* [Stated problem 1]: Rewrite the paragraph of the theatre camera thread that begins "I would love to know" as a short bulleted list, keeping its main facts.
* [Stated problem 2]: Copy the passage of the theatre camera thread starting with "## Vince (Jan" and going on through "way with Admin.".
* [Stated problem 3]: Carry on the theatre camera thread from the point where it stops.

# Middle School Theatre cameras - on a budget



## Mike Woods (Jan 14, 2022)

Dear Control Booth Community,

I would love to know if anyone has any recommendations for cameras I could use in my theatre for zoom. Last trimester we used a Canon XA15 (I think, I don't have it to hand to check) and two security cameras. The Canon did an ok job but wasn't able to cope with brighter scenes. The security cameras, despite being HD, were pretty crappy. We are a private school and I feel like I could get money for something that would work going forward but with the current climate in schools the budget would still be conservative - Let's ball park at $1000 for two cameras... but could go higher. Any recommendations? 

The cameras would feed into a blackmagic mini unit. The sound would be from two hanging choral mics and two Crown PCC160 - we won't he pushing the sound out to the main speakers just to the feed so I think I have that part covered but any input here would be great - the last time, with just the hanging mics - it was harder to hear than we hoped. Adding the floor mics to see if we can get a bit more this time.

Any advice would be much appreciated!


----------



## spiwak2005 (Jan 14, 2022)

We were using a similar model Canon with the same results. Tried a Mevo Start Live Stream camera with also less than stellar results. On the high end, we got a couple JVC GY-HC500U Handheld Connected Cams (https://www.bhphotovideo.com/c/product/1438286-REG/jvc_gy_hc500_connected_cam_4k_professional.html) and a Blackmagic ATEM Mini Pro. Looks great but really pricey! (cameras more than $3000 a piece)


----------



## Mike Woods (Jan 16, 2022)

Thanks! From some other research it looks like Camcorders are the way forward. Anyone any advice on cheaper models that would cope with the white balance issue?


----------



## Vince (Jan 17, 2022)

First, I am not a video-expert. However, we've had some streaming projects last year because no public in school was allowed. We used up to four Sony FDR-AX53 camcorders with a Atem mini. We hired some led-panels for lighting. No problems with white balance an good picture quality.
Sound was delivered by our PA, you can't leave that to the Sony's.


----------



## Mike Woods (Jan 17, 2022)

Thanks Vince, They look likes something I could make happen as they could have uses outside of the theatre too - more bang for the buck goes a long way with Admin. 

I guess this takes me to a second question - which may have been answered somewhere else - when planning on shooting a theatre production are there any hard and fast rules that I should apply to my usual theatrical lighting that will help with picture quality? Previously, I have always just thought ... I'm doing a theatre production that happens to be being filmed, I'm not going to undermine the quality of the lighting for the audience to benefit the recording ... but since this may be just a live stream, I think I may need to consider some other options. Anyone any cunning ideas?


----------



## Mike Woods (Jan 17, 2022)

I've just read this thread and see that raising the color temperature of my lights (this is all new for me!) would significantly help as would lighting through a camera's viewfinder. It seems that I should also light everything with less contrast ... which in my blackbox makes for a much less dramatic look for this show!

* [Data rows]:
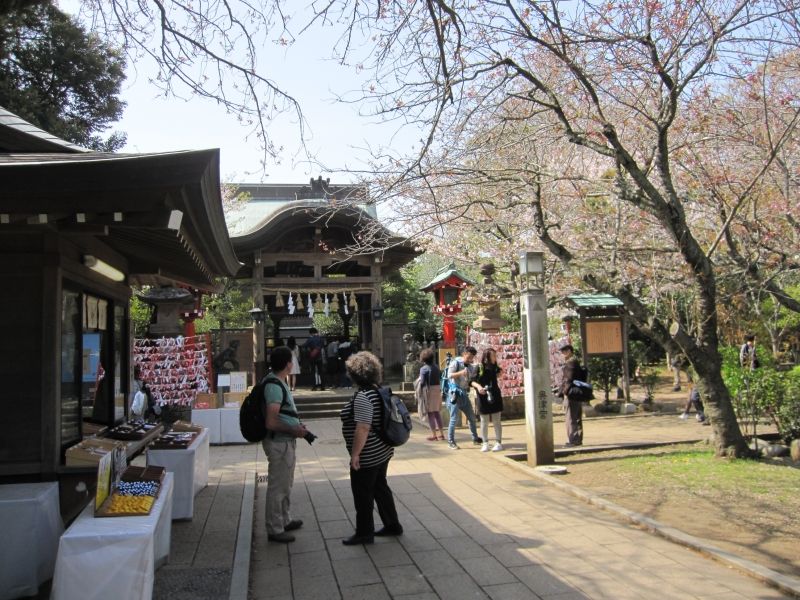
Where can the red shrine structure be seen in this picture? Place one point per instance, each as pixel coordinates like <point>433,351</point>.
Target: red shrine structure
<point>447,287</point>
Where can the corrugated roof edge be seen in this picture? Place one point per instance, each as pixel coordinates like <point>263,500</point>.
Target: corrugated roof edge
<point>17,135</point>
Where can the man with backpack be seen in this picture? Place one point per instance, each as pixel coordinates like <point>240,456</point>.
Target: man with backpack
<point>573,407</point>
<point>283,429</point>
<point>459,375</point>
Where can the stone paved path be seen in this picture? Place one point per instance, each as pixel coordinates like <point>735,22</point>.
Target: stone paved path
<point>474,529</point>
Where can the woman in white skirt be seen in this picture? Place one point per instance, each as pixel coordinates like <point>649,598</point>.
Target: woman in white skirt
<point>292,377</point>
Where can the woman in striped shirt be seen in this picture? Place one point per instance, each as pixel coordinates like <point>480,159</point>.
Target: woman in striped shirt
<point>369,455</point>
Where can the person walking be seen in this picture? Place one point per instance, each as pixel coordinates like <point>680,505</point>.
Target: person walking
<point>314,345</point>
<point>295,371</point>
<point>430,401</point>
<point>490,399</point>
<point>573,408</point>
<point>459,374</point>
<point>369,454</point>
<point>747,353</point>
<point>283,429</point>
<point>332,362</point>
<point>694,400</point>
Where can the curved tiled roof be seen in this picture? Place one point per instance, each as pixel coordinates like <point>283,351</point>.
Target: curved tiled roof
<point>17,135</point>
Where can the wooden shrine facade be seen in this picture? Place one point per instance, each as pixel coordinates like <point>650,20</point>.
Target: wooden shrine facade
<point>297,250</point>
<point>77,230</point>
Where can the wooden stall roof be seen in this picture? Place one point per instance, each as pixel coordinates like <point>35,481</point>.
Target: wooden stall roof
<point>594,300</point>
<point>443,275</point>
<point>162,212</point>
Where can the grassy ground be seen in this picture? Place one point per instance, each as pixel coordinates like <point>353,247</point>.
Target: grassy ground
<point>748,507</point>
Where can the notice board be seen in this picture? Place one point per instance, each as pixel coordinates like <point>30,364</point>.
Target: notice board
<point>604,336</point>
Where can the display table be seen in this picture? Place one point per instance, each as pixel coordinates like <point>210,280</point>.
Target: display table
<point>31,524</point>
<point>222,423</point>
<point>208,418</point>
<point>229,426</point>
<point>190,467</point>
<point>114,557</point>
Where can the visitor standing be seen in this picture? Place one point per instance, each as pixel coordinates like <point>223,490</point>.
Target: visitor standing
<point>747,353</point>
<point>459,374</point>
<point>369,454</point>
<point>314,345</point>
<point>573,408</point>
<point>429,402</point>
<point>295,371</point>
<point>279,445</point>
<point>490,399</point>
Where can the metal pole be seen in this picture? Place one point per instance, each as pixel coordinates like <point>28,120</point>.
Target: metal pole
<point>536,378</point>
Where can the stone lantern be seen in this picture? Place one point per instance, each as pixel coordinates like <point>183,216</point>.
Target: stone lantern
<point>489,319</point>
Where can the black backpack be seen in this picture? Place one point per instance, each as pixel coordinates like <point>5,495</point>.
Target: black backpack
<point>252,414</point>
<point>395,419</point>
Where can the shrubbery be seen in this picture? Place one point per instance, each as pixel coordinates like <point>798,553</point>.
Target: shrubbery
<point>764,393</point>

* [Expected output 1]:
- Seeks camera recommendations for streaming theatre shows over Zoom.
- Last trimester used what is thought to be a Canon XA15 plus two security cameras.
- The Canon did an OK job but couldn't cope with brighter scenes.
- The security cameras, though HD, gave poor results.
- As a private school, funding seems possible, but the budget would still be conservative.
- Rough budget: about $1000 for two cameras, possibly more.

* [Expected output 2]:
## Vince (Jan 17, 2022)

First, I am not a video-expert. However, we've had some streaming projects last year because no public in school was allowed. We used up to four Sony FDR-AX53 camcorders with a Atem mini. We hired some led-panels for lighting. No problems with white balance an good picture quality.
Sound was delivered by our PA, you can't leave that to the Sony's.


----------



## Mike Woods (Jan 17, 2022)

Thanks Vince, They look likes something I could make happen as they could have uses outside of the theatre too - more bang for the buck goes a long way with Admin.

* [Expected output 3]:
Some questions for anyone who can answer, do I need to raise the temperature of ALL my lights or just my front white lights? (Raising the temp on the whole plot would be very challenging for a one man operation who also has a full time teaching load ... none of which is in the theatre!) . I assume if the gel I'm using is raising the temperature (is that a thing) I don't need to use a CBT? 

The more I think of it the more it seems that lighting the stage and keeping it lit is the best for filming .... which brings me back to my original problem with filming a theatre production - I want it to look like a theatre production!

Any advice appreciated...


----------



## Mike Woods (Jan 17, 2022)

Oops ... CTB!


----------



## JimOC_1 (Jan 17, 2022)

For those Sony FDR-AX53 camcorders, what settings do you use for the set and forget units?
Thanks


----------



## Vince (Jan 18, 2022)

JimOC_1 said:


> For those Sony FDR-AX53 camcorders, what settings do you use for the set and forget units?
> Thanks


Since I'm not really cameraguy I had a pragmatic approach. After setting a basic lighting, one camera was set as good as i could do. Starting with it's basic setting, adjusting the white balance, and possible some things as diaphragm and such so it delivered a nice picture on the monitor. Most settings would then be set to manual so nothing changed unexpectedly. The other camera's got set to the same values. After placing them probably some little adjustments so their pictures here in line with each other.
I'm sure a real cameraguru could do much better. However, providing good light, well chosen camera angles, well timed cuts between camera's, smooth lower thirds and other titles and not to forget, crisp sound does all count for a good result. 
Well, my helpers and I may not be professionals in all these things, but we managed to get some nice streams. 
Back to the question: I can't give you the perfect settings, Ask a pro, or go pragmatic and trust your eyes  .


----------



## JimOC_1 (Jan 18, 2022)

Thanks Vince. The more I read, the better those AX53s sound.


----------



## TimMc (Jan 19, 2022)

My suggestion is that if you want your cameras color-matched then buy all the same model, at the same time, from the same vendor. And cross your fingers.

Shading/grading for color is not trivial (so I've learned). Trying to match up different image sensors, image processing, etc is... well, it sucks. Starting with fewer variables helps it to suck less.


----------



## Jay Ashworth (Jan 19, 2022)

We've shot 3 semesters on our mainstage, largely not lit for TV, with the XA10s, and I've been very happy with them.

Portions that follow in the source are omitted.